EXERCISE GOAL: Transcribe verbatim the lines of the data below, starting at the line that contains "every dark storm" and stopping after the line that contains "314, 0, 400, 96", with both of those lines included.

** START GIVEN DATA **

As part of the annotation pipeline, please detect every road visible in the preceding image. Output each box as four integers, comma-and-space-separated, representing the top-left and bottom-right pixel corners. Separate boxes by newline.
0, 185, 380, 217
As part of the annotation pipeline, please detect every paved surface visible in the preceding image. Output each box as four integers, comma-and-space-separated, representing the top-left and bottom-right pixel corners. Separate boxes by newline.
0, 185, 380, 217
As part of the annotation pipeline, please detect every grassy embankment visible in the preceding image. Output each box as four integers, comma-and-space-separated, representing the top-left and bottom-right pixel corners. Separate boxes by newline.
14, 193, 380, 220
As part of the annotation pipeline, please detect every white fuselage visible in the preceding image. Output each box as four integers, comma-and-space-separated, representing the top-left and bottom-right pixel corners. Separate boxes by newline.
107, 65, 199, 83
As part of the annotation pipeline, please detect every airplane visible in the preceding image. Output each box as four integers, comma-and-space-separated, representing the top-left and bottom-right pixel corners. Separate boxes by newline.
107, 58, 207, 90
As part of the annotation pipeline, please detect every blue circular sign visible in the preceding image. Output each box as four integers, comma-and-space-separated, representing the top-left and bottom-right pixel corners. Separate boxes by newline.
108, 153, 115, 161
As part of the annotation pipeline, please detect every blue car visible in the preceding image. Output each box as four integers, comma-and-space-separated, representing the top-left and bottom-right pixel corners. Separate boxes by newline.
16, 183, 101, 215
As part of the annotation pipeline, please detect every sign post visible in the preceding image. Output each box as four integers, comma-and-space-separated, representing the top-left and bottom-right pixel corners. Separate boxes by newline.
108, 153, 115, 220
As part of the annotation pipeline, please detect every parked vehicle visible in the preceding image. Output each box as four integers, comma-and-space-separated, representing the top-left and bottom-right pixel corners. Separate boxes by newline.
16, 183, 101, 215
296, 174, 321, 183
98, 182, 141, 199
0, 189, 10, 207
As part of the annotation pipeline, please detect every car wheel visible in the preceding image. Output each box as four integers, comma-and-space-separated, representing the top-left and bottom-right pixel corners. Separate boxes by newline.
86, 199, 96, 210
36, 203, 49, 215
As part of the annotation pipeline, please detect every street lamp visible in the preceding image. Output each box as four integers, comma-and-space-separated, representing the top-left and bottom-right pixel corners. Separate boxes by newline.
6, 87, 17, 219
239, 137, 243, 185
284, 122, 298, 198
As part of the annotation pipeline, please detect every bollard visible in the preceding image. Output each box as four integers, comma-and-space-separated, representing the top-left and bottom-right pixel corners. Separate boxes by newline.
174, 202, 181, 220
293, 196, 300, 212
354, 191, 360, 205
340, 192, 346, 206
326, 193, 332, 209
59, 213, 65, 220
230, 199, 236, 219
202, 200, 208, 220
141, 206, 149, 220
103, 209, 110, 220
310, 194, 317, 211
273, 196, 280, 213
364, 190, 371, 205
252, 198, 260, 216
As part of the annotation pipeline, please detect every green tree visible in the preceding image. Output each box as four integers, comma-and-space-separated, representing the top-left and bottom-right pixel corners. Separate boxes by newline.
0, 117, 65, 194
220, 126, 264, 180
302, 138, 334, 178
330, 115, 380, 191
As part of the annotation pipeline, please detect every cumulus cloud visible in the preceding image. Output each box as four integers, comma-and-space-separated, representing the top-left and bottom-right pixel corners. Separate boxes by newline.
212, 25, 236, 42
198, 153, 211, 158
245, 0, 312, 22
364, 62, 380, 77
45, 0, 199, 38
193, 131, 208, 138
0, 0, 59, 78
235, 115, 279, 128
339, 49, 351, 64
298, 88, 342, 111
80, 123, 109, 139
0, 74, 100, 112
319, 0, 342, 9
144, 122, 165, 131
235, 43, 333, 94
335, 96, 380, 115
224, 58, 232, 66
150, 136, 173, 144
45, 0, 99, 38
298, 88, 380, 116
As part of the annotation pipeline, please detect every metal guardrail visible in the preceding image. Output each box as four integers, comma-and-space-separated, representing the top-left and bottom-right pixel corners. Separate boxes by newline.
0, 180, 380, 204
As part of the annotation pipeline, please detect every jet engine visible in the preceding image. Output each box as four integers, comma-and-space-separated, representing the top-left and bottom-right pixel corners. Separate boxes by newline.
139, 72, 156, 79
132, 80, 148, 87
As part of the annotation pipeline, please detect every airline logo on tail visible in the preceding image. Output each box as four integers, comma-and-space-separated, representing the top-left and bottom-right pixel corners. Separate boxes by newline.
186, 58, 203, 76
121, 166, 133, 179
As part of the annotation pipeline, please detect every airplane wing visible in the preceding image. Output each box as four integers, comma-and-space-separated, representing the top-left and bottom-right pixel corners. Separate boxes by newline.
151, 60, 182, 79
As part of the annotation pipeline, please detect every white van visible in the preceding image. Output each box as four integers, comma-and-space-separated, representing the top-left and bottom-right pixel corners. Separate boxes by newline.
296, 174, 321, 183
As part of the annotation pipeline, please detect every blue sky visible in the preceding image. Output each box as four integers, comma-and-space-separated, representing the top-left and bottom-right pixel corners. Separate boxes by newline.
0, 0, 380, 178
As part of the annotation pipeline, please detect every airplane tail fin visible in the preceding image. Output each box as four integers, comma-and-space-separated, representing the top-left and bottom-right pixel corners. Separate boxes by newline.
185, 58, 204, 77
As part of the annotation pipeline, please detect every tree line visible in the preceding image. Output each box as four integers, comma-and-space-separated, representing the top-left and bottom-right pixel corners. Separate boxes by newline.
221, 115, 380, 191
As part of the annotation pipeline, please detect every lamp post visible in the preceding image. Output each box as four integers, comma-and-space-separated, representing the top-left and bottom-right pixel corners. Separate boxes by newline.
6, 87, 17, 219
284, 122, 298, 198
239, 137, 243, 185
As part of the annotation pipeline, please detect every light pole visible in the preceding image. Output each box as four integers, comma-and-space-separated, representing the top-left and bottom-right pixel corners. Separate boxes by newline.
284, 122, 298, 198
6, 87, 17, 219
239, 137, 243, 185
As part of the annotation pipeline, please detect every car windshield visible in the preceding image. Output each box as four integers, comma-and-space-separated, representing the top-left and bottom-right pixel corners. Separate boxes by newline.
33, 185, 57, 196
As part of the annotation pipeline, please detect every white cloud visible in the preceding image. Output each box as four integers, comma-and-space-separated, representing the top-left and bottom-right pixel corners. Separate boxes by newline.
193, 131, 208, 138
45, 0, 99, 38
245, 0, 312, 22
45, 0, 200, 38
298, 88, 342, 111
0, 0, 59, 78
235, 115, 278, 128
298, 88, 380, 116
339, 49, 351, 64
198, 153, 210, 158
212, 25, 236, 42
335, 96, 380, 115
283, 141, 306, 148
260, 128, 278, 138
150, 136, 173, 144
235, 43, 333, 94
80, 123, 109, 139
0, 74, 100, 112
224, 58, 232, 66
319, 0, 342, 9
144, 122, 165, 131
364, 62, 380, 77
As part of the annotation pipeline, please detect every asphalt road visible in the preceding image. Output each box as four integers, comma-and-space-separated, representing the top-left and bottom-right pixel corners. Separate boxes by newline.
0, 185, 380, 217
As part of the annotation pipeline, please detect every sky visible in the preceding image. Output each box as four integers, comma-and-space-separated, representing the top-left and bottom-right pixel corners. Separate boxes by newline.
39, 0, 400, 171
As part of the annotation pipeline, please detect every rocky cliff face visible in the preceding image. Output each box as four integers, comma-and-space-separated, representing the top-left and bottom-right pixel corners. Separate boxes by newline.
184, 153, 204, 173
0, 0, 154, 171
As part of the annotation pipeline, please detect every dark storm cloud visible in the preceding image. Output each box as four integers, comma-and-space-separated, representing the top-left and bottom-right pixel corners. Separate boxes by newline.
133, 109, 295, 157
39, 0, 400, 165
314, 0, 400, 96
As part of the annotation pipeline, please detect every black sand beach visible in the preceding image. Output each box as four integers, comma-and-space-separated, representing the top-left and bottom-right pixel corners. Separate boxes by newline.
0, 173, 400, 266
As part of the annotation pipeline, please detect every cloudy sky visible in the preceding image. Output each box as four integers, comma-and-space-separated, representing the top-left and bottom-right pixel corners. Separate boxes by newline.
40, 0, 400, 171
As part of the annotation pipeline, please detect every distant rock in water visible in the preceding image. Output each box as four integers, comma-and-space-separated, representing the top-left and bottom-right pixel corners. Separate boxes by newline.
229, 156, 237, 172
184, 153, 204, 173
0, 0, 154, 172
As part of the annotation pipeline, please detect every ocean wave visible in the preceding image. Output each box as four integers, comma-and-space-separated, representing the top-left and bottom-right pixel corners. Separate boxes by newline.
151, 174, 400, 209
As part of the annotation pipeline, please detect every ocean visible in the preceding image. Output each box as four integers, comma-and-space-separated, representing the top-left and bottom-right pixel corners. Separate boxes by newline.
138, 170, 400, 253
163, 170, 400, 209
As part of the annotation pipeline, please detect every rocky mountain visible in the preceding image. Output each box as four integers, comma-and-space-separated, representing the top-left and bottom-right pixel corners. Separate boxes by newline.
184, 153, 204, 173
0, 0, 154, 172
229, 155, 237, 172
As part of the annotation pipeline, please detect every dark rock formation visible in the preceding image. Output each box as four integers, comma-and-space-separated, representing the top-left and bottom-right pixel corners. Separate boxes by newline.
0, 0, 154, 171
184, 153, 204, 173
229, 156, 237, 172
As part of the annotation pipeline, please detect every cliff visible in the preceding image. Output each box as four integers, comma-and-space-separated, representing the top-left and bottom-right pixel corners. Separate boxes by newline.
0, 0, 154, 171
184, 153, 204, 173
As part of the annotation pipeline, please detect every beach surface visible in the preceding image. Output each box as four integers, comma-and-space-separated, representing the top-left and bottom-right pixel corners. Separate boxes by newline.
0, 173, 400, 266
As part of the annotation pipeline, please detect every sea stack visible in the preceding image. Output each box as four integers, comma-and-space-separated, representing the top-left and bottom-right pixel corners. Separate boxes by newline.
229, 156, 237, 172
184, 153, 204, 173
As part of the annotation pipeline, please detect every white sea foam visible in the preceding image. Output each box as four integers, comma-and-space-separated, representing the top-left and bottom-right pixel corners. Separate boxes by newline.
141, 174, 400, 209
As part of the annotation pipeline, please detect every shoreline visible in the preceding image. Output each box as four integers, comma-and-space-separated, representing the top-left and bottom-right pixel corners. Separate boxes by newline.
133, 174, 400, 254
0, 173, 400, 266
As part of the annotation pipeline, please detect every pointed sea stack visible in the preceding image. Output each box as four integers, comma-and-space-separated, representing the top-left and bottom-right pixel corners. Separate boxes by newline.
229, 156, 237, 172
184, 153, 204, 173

** END GIVEN DATA **

SOLUTION:
As part of the annotation pipeline, please detect every dark storm cloud visible in the preceding image. Output each box as four integers, comma-and-space-separated, representing the top-left and bottom-right pixel corners. Separate boxes by newline.
133, 109, 295, 157
39, 0, 400, 165
314, 0, 400, 96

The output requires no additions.